_Brief_
Reproduce every line of the data, exactly and without its pictures.

_Stored data_
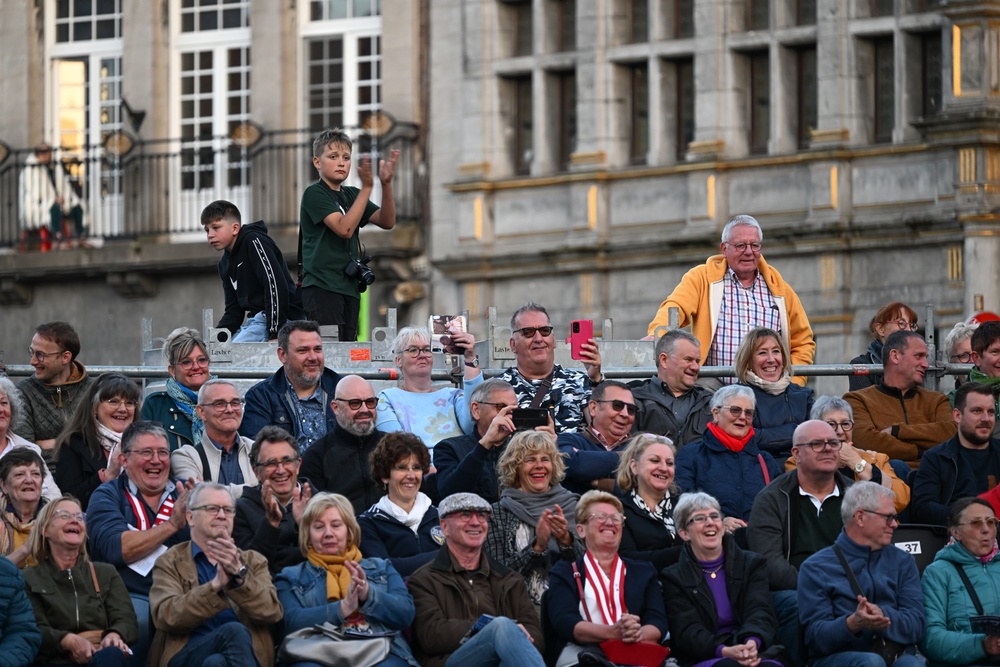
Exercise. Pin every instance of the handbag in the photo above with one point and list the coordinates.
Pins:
(332, 646)
(886, 648)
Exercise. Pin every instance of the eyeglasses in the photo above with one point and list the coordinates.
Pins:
(42, 356)
(736, 411)
(844, 426)
(704, 518)
(272, 464)
(601, 517)
(189, 363)
(819, 445)
(617, 405)
(227, 510)
(148, 454)
(220, 406)
(116, 403)
(529, 332)
(889, 518)
(355, 403)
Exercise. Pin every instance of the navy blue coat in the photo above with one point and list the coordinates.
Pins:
(777, 417)
(733, 478)
(271, 402)
(383, 536)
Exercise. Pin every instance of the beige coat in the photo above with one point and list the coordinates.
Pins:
(179, 604)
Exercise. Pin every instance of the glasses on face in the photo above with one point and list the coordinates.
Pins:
(742, 247)
(618, 406)
(844, 426)
(220, 406)
(736, 411)
(603, 517)
(529, 332)
(116, 403)
(889, 518)
(148, 454)
(227, 510)
(42, 356)
(819, 445)
(272, 464)
(188, 364)
(355, 403)
(704, 518)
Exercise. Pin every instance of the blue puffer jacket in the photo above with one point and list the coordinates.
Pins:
(734, 478)
(19, 636)
(949, 639)
(777, 417)
(302, 592)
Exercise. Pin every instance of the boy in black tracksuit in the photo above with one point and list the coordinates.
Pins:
(255, 278)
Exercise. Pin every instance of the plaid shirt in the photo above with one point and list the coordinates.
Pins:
(743, 309)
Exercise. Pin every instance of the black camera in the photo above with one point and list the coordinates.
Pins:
(357, 269)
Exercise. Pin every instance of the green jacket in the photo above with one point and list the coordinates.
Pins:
(65, 601)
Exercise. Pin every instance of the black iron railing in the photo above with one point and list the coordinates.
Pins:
(159, 187)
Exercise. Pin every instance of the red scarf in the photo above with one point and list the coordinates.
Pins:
(730, 443)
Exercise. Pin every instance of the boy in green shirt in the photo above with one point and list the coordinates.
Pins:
(329, 219)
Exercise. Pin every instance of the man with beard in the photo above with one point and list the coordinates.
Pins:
(212, 603)
(297, 396)
(592, 455)
(966, 465)
(338, 462)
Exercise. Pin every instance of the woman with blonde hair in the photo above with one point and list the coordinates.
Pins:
(764, 364)
(531, 526)
(649, 493)
(337, 585)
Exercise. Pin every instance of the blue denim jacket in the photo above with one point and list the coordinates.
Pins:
(302, 592)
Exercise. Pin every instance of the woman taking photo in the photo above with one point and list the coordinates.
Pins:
(762, 363)
(403, 526)
(88, 447)
(417, 406)
(951, 638)
(335, 584)
(82, 608)
(21, 474)
(891, 317)
(717, 595)
(649, 493)
(188, 364)
(728, 462)
(601, 597)
(531, 526)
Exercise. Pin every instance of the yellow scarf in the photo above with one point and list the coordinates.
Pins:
(338, 577)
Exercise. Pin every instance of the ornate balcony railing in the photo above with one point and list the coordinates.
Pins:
(159, 187)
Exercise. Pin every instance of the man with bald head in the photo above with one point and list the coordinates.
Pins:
(796, 515)
(338, 462)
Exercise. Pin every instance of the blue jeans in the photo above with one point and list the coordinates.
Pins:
(500, 644)
(786, 608)
(140, 649)
(865, 659)
(254, 331)
(229, 645)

_Result of this exercise_
Exercise. Pin every instance of the handbag in the photo above with one point and list the coordinates.
Pins:
(332, 646)
(886, 648)
Exercise. Pin every instance of the eyeglasses in the photo above with one point and list the coordinates.
Pins:
(42, 356)
(736, 411)
(844, 426)
(704, 518)
(272, 464)
(601, 517)
(189, 363)
(819, 445)
(617, 405)
(227, 510)
(148, 454)
(220, 406)
(116, 403)
(529, 332)
(889, 518)
(355, 403)
Exercise. Pin every instance of the navy blue coat in the photo above with one point and list the coordinates.
Pins:
(777, 417)
(733, 478)
(271, 402)
(383, 536)
Exercise. Pin every instance of the beige coat in the photo above with one point and list the coordinates.
Pins:
(179, 604)
Exercise. Pin every instance of the glasses on face in the photo above with one point and list the coordinates.
Pins:
(742, 247)
(618, 406)
(844, 426)
(220, 406)
(736, 411)
(603, 517)
(529, 332)
(116, 403)
(889, 518)
(148, 454)
(227, 510)
(42, 356)
(819, 445)
(272, 464)
(188, 364)
(355, 403)
(704, 518)
Exercise. Pin every instance of the blue puffer jacket in the photo above with one point and list the coordinates.
Pins:
(734, 478)
(19, 636)
(949, 639)
(777, 417)
(302, 592)
Exercise. Pin every instance of the boy in black tracksuit in the photo above with one point and list the coordinates.
Pins:
(255, 278)
Exercise. Pin every instance of the plaid shirt in the photo above with one point and list the coordinates.
Pins:
(743, 309)
Exercise. Pin every instance of the black camera in the photo above with one point and list the coordinates.
Pins:
(357, 269)
Exercise. Pin every instance of the green jacket in the photo above with one point and list the coordinates.
Pins:
(65, 601)
Exercise. Pin every instance of the black iron railing in the photo above with one point and list the coordinates.
Pins:
(159, 187)
Exercise. Pin every instance of the red scarf in the photo above with one point and list the coordinates.
Pins:
(730, 443)
Exercise. Pin every instance of the boy in green shirt in the photo above with one point and list the coordinates.
Pins:
(329, 219)
Exercise. Pin every instance of the man with beard in the photo above with one point and list the coordinates.
Pins:
(212, 603)
(297, 396)
(592, 455)
(966, 465)
(338, 462)
Exercise. Pin every instance of the woman with blonde hair in the photo above with one point and list the coordinates.
Pins:
(764, 364)
(531, 526)
(649, 493)
(337, 585)
Exercise. Pin every instance of the blue denim jacket in the photo above with one point and list the coordinates.
Pins:
(302, 592)
Exercise. Pin every instance of the woman taking photo in the photo above with one point and list the coordinates.
Pins:
(762, 363)
(403, 526)
(88, 447)
(417, 406)
(951, 638)
(335, 584)
(82, 608)
(21, 474)
(891, 317)
(717, 595)
(649, 493)
(188, 364)
(728, 462)
(601, 597)
(531, 526)
Exercise. Pin every instance of the yellow scarf in the photo above with one point and list the coordinates.
Pins:
(338, 577)
Exercise. Pin every instance of the ornate balcony railing in the photo above with one point and list the coordinates.
Pins:
(159, 187)
Exercise. Pin every instance of the man with bald head in the photo above with one point and list the coordinates.
Pins:
(796, 515)
(338, 462)
Exercise. Pin every instance of the blue jeans in the photo above with one point and list the coordinates.
Pins:
(500, 644)
(786, 608)
(140, 649)
(865, 659)
(254, 331)
(229, 645)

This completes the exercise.